= Dataset excerpts =
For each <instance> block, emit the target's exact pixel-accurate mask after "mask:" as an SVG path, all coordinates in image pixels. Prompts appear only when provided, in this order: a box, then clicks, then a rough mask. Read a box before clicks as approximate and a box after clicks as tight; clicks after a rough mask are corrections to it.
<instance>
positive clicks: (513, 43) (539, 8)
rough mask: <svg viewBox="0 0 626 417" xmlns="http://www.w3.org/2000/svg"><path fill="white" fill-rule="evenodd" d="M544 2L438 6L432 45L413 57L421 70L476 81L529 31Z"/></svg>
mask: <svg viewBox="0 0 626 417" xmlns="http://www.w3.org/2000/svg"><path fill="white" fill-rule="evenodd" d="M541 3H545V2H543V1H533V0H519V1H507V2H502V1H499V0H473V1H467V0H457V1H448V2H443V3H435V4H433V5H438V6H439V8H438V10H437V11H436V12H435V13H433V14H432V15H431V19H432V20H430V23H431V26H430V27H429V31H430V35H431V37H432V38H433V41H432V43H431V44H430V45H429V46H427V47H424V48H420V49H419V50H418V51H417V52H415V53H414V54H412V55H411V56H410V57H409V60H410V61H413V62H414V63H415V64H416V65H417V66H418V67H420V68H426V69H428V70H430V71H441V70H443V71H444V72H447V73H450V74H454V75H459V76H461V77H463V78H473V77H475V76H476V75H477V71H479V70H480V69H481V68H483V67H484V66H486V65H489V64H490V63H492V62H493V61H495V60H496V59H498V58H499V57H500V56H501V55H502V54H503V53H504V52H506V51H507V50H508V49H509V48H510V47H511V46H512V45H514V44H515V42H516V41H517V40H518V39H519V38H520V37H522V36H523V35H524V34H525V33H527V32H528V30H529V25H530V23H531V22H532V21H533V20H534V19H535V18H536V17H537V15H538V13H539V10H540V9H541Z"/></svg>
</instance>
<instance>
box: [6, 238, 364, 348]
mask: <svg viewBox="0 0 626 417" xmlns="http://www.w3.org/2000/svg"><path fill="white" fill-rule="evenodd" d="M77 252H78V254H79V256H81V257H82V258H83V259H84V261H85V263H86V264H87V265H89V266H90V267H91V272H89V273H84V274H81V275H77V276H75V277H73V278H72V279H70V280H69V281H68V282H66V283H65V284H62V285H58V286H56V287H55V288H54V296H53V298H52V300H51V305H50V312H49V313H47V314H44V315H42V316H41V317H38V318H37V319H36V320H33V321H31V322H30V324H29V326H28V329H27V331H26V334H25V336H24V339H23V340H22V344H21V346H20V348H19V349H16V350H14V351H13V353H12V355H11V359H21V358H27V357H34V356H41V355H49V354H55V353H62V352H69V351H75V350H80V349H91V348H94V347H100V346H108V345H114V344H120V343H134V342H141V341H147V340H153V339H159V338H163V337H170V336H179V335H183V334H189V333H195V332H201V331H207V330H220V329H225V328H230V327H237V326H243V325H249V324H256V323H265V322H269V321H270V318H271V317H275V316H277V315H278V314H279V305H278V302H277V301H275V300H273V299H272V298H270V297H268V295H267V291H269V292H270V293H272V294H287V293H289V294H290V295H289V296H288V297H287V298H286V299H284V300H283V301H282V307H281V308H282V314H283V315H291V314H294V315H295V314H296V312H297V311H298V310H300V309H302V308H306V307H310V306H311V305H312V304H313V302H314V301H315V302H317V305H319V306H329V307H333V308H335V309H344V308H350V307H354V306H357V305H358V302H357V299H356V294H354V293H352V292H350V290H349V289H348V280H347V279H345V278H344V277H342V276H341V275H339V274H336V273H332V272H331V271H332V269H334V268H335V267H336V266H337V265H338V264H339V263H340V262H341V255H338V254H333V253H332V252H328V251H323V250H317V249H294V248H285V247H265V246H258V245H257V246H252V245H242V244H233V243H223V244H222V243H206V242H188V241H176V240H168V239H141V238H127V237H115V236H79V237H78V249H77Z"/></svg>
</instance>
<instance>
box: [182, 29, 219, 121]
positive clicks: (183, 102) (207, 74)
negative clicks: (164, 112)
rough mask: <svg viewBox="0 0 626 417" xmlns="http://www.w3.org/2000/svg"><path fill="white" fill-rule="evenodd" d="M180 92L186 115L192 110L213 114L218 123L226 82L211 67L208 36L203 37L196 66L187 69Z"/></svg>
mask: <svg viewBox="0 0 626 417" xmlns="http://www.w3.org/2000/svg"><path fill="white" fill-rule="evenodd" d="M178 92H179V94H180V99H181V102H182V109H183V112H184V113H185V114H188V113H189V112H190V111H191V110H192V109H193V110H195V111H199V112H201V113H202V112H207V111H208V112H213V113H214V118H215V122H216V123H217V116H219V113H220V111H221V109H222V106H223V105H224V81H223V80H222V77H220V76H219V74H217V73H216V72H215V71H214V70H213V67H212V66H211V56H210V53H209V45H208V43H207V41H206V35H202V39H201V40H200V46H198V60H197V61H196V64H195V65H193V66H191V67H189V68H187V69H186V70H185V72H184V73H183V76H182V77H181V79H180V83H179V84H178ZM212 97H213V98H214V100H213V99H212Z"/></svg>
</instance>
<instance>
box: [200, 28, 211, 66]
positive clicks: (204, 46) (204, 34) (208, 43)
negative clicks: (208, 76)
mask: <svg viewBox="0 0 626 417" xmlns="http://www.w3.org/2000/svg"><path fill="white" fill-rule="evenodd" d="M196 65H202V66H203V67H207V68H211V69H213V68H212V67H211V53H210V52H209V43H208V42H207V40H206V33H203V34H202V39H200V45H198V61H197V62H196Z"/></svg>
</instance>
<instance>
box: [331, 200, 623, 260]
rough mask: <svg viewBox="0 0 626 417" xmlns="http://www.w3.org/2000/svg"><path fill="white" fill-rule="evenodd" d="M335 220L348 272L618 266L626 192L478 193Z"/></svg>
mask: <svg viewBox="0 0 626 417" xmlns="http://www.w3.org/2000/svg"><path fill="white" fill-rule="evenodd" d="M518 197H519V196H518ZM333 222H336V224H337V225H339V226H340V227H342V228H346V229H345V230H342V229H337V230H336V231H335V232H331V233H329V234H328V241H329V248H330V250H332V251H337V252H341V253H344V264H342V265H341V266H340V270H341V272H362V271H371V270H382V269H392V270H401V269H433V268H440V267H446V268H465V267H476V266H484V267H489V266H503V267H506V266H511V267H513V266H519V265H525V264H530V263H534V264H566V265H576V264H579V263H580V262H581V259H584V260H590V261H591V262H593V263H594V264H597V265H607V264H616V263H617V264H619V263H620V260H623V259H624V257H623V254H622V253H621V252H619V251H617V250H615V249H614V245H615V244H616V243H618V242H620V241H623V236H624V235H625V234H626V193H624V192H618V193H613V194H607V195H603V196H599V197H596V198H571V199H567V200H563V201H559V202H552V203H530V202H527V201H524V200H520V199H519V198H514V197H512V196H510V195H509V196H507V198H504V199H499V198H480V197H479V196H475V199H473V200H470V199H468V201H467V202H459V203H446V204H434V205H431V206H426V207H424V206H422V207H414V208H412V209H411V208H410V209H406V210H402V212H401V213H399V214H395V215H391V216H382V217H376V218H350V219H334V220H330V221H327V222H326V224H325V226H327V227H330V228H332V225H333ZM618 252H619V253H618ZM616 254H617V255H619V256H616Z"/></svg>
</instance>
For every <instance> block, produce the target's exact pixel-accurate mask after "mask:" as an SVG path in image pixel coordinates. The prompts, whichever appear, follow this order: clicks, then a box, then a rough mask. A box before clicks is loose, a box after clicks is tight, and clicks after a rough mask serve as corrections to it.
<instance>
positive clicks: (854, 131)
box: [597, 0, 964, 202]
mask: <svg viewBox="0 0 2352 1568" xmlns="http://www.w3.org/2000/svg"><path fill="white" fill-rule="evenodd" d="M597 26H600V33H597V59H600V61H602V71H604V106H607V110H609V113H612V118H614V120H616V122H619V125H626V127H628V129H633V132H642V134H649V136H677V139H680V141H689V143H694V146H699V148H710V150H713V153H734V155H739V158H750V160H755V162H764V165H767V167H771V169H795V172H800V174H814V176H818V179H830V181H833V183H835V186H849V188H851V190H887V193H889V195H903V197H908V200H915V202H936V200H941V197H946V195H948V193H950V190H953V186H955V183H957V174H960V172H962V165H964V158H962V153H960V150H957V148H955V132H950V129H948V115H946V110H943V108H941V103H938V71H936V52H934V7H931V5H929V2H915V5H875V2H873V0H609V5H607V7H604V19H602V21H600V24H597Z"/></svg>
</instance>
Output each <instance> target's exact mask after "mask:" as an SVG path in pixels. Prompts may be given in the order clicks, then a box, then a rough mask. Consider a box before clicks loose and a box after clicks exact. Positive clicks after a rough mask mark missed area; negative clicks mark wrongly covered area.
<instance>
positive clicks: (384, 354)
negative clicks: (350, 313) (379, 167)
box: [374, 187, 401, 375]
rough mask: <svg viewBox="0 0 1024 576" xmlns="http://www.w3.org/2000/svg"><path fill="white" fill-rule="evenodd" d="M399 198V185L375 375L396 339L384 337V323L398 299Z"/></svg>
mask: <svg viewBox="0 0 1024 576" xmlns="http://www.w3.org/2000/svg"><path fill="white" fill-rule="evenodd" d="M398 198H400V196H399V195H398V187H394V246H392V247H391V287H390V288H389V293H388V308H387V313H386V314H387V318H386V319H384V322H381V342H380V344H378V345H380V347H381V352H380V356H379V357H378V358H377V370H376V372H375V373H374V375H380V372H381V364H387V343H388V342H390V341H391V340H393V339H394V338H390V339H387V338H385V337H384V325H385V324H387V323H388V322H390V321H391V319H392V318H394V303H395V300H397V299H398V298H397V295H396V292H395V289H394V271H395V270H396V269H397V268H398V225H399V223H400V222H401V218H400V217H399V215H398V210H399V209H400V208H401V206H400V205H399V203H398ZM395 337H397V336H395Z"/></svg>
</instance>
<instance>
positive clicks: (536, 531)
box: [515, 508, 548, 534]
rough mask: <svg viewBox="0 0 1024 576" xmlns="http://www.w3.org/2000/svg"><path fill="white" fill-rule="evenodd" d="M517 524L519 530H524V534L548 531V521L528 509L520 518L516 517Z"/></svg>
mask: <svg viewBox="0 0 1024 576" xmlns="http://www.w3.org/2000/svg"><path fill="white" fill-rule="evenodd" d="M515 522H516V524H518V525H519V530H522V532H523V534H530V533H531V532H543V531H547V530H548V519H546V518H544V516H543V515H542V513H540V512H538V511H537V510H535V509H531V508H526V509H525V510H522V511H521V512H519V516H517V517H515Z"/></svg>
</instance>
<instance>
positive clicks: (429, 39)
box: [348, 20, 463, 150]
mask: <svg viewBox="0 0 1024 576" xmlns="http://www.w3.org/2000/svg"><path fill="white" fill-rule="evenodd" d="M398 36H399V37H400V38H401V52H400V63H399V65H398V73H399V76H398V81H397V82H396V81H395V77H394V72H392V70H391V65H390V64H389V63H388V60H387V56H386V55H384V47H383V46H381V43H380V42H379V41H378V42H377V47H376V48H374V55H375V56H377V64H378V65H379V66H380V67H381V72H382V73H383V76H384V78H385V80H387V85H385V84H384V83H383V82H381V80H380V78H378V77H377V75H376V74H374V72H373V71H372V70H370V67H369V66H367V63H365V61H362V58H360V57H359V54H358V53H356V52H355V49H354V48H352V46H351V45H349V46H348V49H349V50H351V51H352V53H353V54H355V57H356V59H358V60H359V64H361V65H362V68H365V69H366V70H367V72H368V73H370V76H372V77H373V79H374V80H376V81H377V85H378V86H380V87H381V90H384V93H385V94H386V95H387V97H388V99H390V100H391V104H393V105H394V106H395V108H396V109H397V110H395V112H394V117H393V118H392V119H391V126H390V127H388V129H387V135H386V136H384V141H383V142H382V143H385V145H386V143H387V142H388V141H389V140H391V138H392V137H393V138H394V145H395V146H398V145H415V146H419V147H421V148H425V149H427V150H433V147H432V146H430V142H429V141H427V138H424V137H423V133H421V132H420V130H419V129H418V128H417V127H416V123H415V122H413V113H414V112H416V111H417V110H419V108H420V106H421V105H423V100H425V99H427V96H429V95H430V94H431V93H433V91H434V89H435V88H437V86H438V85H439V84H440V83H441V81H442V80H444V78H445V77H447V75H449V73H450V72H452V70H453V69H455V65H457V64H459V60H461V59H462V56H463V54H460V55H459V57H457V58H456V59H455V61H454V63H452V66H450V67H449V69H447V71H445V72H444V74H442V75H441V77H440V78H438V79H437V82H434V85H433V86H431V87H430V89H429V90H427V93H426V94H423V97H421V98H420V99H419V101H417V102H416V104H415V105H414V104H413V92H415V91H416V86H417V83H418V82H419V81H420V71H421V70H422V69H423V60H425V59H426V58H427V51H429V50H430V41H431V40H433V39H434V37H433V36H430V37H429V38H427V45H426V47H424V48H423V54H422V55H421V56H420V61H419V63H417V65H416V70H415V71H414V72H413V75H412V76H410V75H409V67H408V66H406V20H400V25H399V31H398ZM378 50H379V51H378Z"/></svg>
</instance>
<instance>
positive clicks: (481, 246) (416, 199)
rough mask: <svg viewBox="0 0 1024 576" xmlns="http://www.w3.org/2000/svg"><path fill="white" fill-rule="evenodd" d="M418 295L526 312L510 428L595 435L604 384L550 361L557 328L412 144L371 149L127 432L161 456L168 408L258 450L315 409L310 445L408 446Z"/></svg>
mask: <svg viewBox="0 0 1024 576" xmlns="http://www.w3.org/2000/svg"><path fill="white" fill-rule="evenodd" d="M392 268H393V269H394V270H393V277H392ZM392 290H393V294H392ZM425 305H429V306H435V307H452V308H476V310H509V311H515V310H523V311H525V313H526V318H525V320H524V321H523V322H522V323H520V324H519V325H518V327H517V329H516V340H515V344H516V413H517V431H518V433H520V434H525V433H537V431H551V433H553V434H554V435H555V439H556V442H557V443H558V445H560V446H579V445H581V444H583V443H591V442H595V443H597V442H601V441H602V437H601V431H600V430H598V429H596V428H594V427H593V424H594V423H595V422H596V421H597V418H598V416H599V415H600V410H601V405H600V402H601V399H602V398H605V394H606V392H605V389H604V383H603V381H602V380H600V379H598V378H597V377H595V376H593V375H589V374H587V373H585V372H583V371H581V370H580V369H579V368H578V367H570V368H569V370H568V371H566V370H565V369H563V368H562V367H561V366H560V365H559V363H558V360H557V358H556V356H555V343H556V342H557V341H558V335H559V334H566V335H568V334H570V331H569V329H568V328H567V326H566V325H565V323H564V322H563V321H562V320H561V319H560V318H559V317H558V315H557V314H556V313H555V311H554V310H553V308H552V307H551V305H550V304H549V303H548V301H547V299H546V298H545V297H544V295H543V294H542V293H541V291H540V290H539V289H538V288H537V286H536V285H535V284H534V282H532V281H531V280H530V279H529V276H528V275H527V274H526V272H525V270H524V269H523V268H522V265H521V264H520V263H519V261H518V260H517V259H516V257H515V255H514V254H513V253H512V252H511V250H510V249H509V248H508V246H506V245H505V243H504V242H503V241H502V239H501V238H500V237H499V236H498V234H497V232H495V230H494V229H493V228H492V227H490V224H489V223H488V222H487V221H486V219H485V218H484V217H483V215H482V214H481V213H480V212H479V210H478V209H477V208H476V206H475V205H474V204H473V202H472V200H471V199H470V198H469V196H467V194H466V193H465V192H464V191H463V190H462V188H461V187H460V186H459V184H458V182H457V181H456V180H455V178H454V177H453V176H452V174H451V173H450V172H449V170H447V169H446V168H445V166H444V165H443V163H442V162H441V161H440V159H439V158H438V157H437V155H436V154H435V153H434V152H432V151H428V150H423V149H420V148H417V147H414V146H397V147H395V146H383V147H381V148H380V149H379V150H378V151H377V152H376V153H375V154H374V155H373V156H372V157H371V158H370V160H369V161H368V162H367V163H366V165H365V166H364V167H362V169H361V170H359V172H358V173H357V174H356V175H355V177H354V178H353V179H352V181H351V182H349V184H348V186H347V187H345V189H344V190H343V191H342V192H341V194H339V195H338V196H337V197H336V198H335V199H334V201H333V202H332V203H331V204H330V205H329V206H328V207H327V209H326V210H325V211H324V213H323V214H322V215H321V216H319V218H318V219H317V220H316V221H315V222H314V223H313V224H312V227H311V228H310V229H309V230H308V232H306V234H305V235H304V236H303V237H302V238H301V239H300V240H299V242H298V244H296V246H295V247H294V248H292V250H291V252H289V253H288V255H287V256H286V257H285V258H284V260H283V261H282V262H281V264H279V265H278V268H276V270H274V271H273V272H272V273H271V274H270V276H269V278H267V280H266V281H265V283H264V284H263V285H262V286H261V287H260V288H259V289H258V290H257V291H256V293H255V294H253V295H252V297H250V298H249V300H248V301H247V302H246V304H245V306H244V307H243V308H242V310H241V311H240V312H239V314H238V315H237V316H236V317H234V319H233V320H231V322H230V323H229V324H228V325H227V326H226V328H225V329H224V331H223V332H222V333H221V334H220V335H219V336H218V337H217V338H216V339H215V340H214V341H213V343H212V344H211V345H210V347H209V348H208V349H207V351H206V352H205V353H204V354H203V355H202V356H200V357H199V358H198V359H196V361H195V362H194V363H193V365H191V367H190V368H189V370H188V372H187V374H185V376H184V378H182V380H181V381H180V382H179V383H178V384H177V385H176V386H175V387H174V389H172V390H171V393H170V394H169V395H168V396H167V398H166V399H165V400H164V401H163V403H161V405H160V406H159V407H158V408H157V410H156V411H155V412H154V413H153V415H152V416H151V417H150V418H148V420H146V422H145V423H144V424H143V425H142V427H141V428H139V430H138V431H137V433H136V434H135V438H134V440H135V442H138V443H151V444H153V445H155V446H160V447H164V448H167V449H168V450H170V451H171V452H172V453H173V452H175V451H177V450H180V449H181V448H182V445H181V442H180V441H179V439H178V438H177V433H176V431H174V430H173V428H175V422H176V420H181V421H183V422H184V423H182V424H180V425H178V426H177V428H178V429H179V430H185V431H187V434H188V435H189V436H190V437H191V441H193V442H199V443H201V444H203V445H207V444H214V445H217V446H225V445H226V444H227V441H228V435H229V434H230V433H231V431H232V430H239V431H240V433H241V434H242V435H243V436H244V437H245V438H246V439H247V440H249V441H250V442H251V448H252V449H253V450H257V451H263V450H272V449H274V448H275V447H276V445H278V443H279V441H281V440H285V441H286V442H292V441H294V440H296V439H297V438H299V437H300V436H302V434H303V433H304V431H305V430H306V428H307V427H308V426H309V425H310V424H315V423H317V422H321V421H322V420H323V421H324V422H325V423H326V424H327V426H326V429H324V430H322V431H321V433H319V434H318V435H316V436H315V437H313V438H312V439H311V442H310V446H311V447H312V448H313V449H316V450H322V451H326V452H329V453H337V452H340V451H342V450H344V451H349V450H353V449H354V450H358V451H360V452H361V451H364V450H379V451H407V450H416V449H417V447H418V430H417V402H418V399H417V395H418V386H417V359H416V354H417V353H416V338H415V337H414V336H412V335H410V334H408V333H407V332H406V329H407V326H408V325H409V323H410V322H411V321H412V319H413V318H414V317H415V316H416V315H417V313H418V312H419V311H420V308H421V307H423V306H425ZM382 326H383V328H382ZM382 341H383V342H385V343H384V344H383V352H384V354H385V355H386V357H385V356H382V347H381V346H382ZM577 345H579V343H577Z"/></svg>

= Problem statement =
Reproduce word for word the lines above, starting with the first line and ending with the line containing "positive clicks: (513, 43) (539, 8)", both included.

= Response to this task =
For each <instance> block, emit the target's exact pixel-accurate mask after "mask:" as an SVG path, all coordinates in image pixels. Prompts appear only when provided, in this order: a box, then clicks, then a rough mask. Read a box before clicks as approximate and a box after clicks as tight; clicks after a rough mask are corrections to it.
<instance>
positive clicks: (513, 43) (539, 8)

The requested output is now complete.